**Exercise objective**
How many lines in the listing below contain the string "dark"? Case counts. Reply with the number only.

* Begin Data for the task *

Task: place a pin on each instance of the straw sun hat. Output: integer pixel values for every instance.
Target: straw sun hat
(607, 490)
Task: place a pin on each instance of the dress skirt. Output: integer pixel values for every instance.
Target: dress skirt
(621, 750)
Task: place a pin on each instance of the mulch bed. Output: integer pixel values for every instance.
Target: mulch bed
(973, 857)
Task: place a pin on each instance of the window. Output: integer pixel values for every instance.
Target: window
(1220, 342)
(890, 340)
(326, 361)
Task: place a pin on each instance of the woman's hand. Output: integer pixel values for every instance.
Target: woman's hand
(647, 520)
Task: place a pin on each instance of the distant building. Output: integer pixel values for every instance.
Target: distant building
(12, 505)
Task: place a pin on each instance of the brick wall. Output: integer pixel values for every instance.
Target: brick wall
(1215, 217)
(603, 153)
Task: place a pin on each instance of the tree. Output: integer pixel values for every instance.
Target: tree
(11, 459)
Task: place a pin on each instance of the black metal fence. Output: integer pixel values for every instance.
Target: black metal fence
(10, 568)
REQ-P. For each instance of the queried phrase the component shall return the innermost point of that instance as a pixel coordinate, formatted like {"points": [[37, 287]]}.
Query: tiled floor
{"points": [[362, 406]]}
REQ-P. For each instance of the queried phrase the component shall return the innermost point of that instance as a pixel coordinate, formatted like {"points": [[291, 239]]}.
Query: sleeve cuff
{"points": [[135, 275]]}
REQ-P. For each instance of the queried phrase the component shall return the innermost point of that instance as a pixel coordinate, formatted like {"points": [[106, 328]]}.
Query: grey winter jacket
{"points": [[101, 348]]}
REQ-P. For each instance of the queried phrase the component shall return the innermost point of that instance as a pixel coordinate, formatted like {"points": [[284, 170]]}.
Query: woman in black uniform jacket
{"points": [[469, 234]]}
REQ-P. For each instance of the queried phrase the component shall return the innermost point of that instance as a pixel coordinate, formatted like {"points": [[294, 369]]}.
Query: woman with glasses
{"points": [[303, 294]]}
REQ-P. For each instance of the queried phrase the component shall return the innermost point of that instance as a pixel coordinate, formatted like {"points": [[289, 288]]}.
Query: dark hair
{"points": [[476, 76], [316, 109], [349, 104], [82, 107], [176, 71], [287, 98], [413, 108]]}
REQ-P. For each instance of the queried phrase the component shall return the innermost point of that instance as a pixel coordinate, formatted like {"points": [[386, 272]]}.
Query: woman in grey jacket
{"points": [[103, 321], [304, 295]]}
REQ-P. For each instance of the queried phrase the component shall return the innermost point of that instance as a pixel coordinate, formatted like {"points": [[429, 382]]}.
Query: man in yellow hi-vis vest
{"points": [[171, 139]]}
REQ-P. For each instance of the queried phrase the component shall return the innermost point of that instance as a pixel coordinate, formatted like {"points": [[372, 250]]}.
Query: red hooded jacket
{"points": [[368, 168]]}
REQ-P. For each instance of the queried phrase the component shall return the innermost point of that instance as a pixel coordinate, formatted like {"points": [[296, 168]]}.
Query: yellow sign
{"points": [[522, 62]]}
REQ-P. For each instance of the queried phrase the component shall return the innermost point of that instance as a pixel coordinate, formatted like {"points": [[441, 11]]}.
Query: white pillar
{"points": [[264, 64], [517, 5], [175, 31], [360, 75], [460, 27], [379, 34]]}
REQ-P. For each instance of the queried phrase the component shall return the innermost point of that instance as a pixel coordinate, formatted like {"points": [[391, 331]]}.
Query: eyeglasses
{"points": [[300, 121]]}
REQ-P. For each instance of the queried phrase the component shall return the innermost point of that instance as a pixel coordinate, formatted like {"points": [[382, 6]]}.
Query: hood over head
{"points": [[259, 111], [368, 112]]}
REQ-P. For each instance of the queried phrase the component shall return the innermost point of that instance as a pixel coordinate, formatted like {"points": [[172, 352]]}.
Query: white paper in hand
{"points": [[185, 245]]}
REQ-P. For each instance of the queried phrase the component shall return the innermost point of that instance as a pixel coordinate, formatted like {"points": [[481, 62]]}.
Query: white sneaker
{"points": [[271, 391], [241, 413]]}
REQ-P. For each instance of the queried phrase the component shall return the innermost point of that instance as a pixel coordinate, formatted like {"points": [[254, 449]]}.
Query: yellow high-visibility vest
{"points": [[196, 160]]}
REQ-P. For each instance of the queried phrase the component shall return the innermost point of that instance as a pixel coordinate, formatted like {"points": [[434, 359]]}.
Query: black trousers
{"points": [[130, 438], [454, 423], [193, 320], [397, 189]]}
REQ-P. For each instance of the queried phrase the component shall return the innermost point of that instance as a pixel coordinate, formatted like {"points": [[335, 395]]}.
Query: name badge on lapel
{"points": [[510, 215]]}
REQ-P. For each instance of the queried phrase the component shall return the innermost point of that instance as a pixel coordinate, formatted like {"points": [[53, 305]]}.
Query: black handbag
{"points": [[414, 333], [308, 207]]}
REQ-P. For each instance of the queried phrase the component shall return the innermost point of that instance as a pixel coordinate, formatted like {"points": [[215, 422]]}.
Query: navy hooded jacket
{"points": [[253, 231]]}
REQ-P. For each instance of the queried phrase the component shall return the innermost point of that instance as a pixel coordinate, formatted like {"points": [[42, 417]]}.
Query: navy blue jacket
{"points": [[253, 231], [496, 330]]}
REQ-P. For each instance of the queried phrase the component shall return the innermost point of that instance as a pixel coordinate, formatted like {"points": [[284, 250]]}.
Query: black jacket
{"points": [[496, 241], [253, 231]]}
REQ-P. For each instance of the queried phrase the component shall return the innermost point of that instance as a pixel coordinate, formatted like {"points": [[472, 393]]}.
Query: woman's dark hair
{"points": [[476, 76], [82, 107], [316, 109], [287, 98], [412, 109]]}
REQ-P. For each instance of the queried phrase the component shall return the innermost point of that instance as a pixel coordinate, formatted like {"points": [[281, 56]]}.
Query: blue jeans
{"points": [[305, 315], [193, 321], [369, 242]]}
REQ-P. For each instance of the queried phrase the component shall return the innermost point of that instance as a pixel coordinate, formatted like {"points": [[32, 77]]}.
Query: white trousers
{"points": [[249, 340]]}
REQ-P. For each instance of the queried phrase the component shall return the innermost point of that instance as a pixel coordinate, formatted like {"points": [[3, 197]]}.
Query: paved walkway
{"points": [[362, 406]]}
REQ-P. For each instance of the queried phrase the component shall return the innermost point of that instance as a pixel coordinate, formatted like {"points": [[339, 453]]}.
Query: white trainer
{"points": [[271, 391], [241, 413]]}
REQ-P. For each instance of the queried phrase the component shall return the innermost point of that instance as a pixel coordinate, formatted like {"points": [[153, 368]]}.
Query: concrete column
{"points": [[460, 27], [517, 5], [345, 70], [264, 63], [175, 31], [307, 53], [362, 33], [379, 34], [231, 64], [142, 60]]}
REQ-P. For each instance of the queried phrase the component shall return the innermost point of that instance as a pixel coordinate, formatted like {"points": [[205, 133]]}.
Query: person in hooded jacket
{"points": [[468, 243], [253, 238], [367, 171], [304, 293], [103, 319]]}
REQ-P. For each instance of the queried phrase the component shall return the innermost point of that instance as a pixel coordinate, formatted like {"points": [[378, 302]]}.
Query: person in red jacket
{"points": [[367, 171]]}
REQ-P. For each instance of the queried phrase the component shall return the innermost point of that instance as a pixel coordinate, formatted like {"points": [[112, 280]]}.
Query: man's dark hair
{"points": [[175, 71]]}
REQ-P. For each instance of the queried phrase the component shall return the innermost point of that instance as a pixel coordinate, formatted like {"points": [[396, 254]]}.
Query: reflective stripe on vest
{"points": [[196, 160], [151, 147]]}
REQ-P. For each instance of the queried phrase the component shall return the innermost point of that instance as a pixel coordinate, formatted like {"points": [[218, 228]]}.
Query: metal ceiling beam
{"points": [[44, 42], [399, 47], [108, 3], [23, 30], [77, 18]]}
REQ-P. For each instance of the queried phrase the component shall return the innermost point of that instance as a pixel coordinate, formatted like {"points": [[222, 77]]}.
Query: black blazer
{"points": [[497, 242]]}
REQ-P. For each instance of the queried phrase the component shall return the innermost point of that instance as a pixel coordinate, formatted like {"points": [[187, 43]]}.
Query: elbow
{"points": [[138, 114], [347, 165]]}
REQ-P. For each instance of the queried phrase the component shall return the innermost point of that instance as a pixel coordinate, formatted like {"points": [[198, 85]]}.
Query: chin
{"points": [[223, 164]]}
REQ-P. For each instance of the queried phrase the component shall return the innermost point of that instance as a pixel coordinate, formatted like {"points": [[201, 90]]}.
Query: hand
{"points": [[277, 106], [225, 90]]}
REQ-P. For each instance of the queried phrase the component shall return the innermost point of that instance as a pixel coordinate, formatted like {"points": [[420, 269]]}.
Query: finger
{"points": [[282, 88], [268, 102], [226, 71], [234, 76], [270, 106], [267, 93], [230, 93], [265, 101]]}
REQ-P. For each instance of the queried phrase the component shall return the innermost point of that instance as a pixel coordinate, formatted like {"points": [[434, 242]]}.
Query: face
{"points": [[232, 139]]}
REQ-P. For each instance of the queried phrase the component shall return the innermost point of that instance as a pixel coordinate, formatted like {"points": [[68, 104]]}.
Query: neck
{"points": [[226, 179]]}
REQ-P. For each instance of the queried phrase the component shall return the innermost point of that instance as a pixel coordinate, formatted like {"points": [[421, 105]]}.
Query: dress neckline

* End Data for the task *

**Answer for the task**
3